◆ Page ◆

***

Yesterday’s LA Times discovered something many of us have known for some time now: small business is getting hit hard by the recession and unable to play a leading role in economic recovery.
The article makes some good points, but ignores others entirely – such as the ways in which current economic policy is oriented around propping up big dinosaur corporations at the expense of new innovation – and gives way too much credit to teabagger interpretations of the recession.
In every recession over the last three decades, it has been America’s small businesses – those Lilliputian companies with fewer than 100 employees – that stepped forward, began hiring and pulled the country out of the mire.
Not this time….A host of factors – some well-recognized and others seemingly unnoticed in the national debate over economic policy – are converging to restrain small-business owners from hiring. Among them:
* Near-stagnant demand for goods and services as a result of consumers’ reluctance to return to their free-spending ways.
* A disturbing falloff in the creation of new small businesses.
* The devastation of the real estate market.
* Uncertainty about the economic outlook at home and abroad.
….The fact that many small firms are seeing little increase in demand for their services and products is decisive for Scott George, owner of Mid-America Dental & Hearing Center, which employs 55 people in the southwestern Missouri town of Mount Vernon.
“I’m not having any trouble getting money,” said George, who recently got a $250,000 loan to renovate one of his buildings. But he’s not hiring more workers because of little or no growth in sales.

***

Duplicate the passage of the article on small business and the recession from "Yesterday’s LA Times" up to and including "of the mire.".

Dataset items
***

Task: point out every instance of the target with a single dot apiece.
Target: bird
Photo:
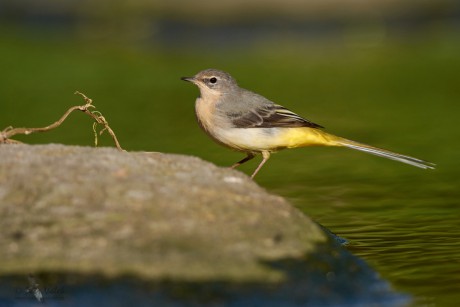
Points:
(250, 123)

***

◆ Full output ◆
Yesterday’s LA Times discovered something many of us have known for some time now: small business is getting hit hard by the recession and unable to play a leading role in economic recovery.
The article makes some good points, but ignores others entirely – such as the ways in which current economic policy is oriented around propping up big dinosaur corporations at the expense of new innovation – and gives way too much credit to teabagger interpretations of the recession.
In every recession over the last three decades, it has been America’s small businesses – those Lilliputian companies with fewer than 100 employees – that stepped forward, began hiring and pulled the country out of the mire.